- [Input records]
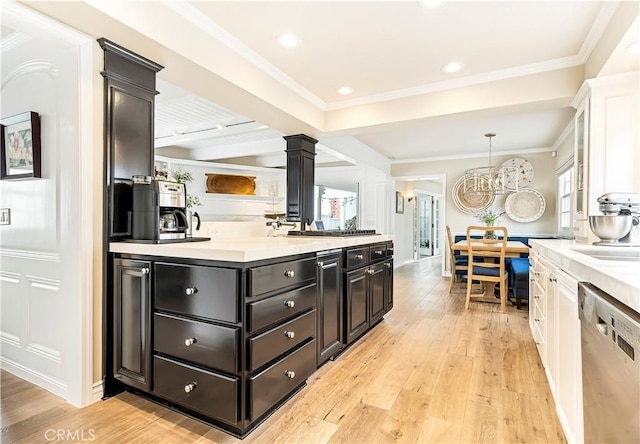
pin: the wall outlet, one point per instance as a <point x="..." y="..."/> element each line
<point x="5" y="216"/>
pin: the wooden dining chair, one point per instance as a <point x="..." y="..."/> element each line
<point x="458" y="264"/>
<point x="487" y="264"/>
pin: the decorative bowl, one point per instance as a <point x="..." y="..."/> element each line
<point x="610" y="228"/>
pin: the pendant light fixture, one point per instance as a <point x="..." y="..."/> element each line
<point x="490" y="180"/>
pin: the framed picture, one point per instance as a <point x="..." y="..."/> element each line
<point x="20" y="146"/>
<point x="399" y="203"/>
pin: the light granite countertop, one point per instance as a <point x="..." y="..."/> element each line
<point x="618" y="278"/>
<point x="245" y="249"/>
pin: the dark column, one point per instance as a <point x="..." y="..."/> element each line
<point x="301" y="152"/>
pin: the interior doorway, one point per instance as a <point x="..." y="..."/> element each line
<point x="426" y="225"/>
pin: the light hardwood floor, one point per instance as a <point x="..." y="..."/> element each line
<point x="430" y="372"/>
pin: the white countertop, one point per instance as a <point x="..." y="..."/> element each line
<point x="620" y="279"/>
<point x="245" y="249"/>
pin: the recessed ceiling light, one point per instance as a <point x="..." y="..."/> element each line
<point x="452" y="67"/>
<point x="633" y="48"/>
<point x="430" y="3"/>
<point x="288" y="40"/>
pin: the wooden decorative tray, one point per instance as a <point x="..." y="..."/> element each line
<point x="230" y="184"/>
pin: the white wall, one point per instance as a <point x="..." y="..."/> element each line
<point x="544" y="182"/>
<point x="46" y="270"/>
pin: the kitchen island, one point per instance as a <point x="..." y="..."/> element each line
<point x="227" y="330"/>
<point x="557" y="266"/>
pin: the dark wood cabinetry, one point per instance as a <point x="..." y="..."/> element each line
<point x="229" y="343"/>
<point x="132" y="323"/>
<point x="330" y="305"/>
<point x="368" y="289"/>
<point x="129" y="92"/>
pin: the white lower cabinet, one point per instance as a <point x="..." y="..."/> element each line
<point x="555" y="327"/>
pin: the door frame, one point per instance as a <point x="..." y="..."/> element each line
<point x="442" y="180"/>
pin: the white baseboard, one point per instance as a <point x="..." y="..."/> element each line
<point x="48" y="383"/>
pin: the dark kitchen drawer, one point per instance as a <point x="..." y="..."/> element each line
<point x="269" y="278"/>
<point x="211" y="394"/>
<point x="209" y="345"/>
<point x="269" y="311"/>
<point x="356" y="257"/>
<point x="269" y="345"/>
<point x="389" y="249"/>
<point x="206" y="292"/>
<point x="277" y="381"/>
<point x="377" y="252"/>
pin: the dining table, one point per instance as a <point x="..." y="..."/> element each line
<point x="514" y="249"/>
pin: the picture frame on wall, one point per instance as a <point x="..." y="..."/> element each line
<point x="20" y="146"/>
<point x="399" y="203"/>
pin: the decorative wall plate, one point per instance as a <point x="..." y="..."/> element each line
<point x="525" y="173"/>
<point x="467" y="203"/>
<point x="525" y="206"/>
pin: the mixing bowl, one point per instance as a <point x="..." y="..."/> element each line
<point x="610" y="228"/>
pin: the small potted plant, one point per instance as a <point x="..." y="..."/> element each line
<point x="489" y="217"/>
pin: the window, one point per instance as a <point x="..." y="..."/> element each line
<point x="565" y="202"/>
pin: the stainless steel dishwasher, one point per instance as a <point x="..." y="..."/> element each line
<point x="610" y="336"/>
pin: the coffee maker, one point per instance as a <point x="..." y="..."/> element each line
<point x="159" y="210"/>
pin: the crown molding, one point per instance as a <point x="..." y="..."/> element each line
<point x="472" y="156"/>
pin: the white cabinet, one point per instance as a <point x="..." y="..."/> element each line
<point x="568" y="394"/>
<point x="607" y="144"/>
<point x="555" y="326"/>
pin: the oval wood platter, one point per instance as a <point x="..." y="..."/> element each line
<point x="230" y="184"/>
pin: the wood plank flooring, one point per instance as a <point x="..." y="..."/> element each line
<point x="430" y="372"/>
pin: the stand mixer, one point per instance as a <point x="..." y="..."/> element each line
<point x="620" y="225"/>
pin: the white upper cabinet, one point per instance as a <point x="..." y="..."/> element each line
<point x="607" y="143"/>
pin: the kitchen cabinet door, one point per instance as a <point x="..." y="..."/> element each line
<point x="330" y="306"/>
<point x="132" y="323"/>
<point x="377" y="291"/>
<point x="357" y="303"/>
<point x="388" y="301"/>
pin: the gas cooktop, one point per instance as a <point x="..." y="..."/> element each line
<point x="333" y="233"/>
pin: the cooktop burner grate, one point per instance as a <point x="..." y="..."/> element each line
<point x="334" y="233"/>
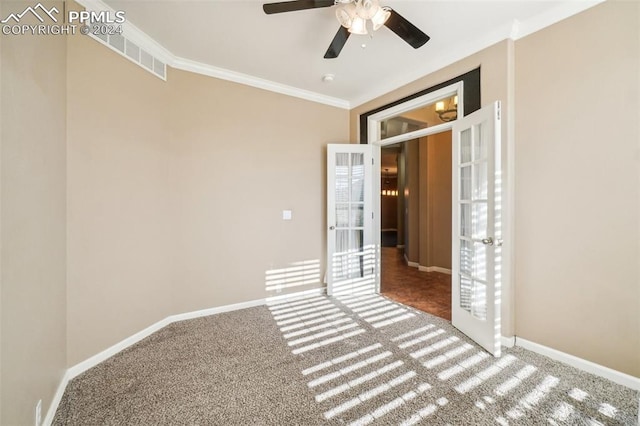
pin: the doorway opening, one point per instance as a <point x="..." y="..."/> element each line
<point x="415" y="222"/>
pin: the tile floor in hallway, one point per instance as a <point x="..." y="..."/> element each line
<point x="427" y="291"/>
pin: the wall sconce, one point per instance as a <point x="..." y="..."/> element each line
<point x="450" y="113"/>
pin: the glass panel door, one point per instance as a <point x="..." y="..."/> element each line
<point x="351" y="257"/>
<point x="476" y="229"/>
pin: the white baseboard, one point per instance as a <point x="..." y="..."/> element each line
<point x="434" y="269"/>
<point x="581" y="364"/>
<point x="131" y="340"/>
<point x="509" y="342"/>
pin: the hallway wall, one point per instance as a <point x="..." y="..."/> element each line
<point x="33" y="222"/>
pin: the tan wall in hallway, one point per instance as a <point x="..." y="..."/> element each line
<point x="578" y="188"/>
<point x="494" y="62"/>
<point x="33" y="216"/>
<point x="412" y="201"/>
<point x="438" y="202"/>
<point x="176" y="192"/>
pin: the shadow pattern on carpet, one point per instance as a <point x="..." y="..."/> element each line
<point x="357" y="360"/>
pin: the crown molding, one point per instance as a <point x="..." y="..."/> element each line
<point x="513" y="31"/>
<point x="260" y="83"/>
<point x="146" y="42"/>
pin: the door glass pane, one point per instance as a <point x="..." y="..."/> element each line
<point x="479" y="219"/>
<point x="466" y="257"/>
<point x="342" y="177"/>
<point x="480" y="181"/>
<point x="356" y="240"/>
<point x="479" y="261"/>
<point x="357" y="215"/>
<point x="342" y="215"/>
<point x="465" y="183"/>
<point x="465" y="146"/>
<point x="479" y="300"/>
<point x="357" y="177"/>
<point x="479" y="145"/>
<point x="465" y="220"/>
<point x="465" y="293"/>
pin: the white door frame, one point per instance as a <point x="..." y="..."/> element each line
<point x="373" y="138"/>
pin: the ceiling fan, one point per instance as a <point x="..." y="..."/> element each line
<point x="353" y="16"/>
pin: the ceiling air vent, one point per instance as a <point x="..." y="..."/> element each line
<point x="133" y="52"/>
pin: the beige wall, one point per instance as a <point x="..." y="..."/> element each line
<point x="33" y="216"/>
<point x="176" y="192"/>
<point x="578" y="187"/>
<point x="437" y="202"/>
<point x="495" y="62"/>
<point x="122" y="206"/>
<point x="429" y="174"/>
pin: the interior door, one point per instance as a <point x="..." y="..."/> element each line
<point x="351" y="253"/>
<point x="477" y="236"/>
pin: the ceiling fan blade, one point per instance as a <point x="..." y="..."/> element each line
<point x="406" y="30"/>
<point x="337" y="43"/>
<point x="290" y="6"/>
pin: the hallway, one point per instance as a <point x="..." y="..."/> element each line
<point x="427" y="291"/>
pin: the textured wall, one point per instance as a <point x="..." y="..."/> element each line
<point x="578" y="187"/>
<point x="33" y="217"/>
<point x="176" y="192"/>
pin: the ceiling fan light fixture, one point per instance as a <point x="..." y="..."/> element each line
<point x="345" y="14"/>
<point x="366" y="9"/>
<point x="358" y="26"/>
<point x="381" y="16"/>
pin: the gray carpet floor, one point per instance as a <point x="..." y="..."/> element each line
<point x="322" y="360"/>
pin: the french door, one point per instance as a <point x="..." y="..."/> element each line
<point x="477" y="234"/>
<point x="351" y="253"/>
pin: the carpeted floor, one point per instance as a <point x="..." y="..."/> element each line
<point x="427" y="291"/>
<point x="317" y="361"/>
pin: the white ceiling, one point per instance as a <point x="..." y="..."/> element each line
<point x="285" y="51"/>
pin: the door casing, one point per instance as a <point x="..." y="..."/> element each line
<point x="507" y="171"/>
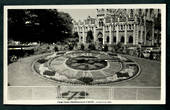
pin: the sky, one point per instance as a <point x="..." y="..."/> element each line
<point x="80" y="14"/>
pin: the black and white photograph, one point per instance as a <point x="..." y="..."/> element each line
<point x="85" y="54"/>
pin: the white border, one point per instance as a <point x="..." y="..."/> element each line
<point x="127" y="6"/>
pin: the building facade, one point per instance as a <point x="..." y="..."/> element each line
<point x="111" y="26"/>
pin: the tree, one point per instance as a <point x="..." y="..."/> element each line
<point x="45" y="25"/>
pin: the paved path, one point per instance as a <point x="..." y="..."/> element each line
<point x="20" y="74"/>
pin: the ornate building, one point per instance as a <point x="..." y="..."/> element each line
<point x="111" y="26"/>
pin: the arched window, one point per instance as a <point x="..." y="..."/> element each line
<point x="121" y="27"/>
<point x="81" y="38"/>
<point x="131" y="13"/>
<point x="130" y="39"/>
<point x="114" y="39"/>
<point x="122" y="40"/>
<point x="107" y="39"/>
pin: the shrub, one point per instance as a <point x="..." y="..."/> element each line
<point x="105" y="48"/>
<point x="91" y="47"/>
<point x="82" y="47"/>
<point x="41" y="61"/>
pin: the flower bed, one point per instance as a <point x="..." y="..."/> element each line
<point x="83" y="68"/>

- [Stated task] Take the records above from the line with "pin: the french" down to their last line and please copy those lines exactly, without the pictures.

- [Exercise answer]
pin: the french door, one point per instance as a <point x="..." y="..."/> element each line
<point x="477" y="234"/>
<point x="351" y="253"/>
pin: the carpeted floor, one point per instance as a <point x="..." y="..."/> element each line
<point x="427" y="291"/>
<point x="317" y="361"/>
pin: the white ceiling, one point per instance as a <point x="..." y="..."/> element each line
<point x="285" y="51"/>
pin: the door casing, one point per instance as a <point x="..." y="..."/> element each line
<point x="507" y="171"/>
pin: the sky, one point per instance as a <point x="..." y="..."/> element each line
<point x="80" y="14"/>
pin: the black and white photograph, one point per instance as a <point x="..." y="..."/> element each line
<point x="85" y="54"/>
pin: the white border, one point per instance as a <point x="..." y="..."/> element each line
<point x="127" y="6"/>
pin: the building facade, one point per instance as a <point x="..." y="..."/> element each line
<point x="111" y="26"/>
pin: the tree, one point per instance as a <point x="..." y="..."/> element each line
<point x="45" y="25"/>
pin: the paved path, one point per instance as a <point x="..." y="..."/> element each line
<point x="20" y="74"/>
pin: the ornate building, one point per instance as a <point x="..." y="..."/> element each line
<point x="111" y="26"/>
pin: the arched window, one point per instance as a <point x="..." y="..."/> element each line
<point x="121" y="27"/>
<point x="81" y="38"/>
<point x="131" y="13"/>
<point x="130" y="39"/>
<point x="114" y="39"/>
<point x="122" y="40"/>
<point x="107" y="39"/>
pin: the shrub, one point per instance as a <point x="..." y="..."/> element each line
<point x="105" y="48"/>
<point x="91" y="47"/>
<point x="82" y="47"/>
<point x="41" y="61"/>
pin: the flower bed, one point per instance as a <point x="..." y="..."/> element each line
<point x="83" y="68"/>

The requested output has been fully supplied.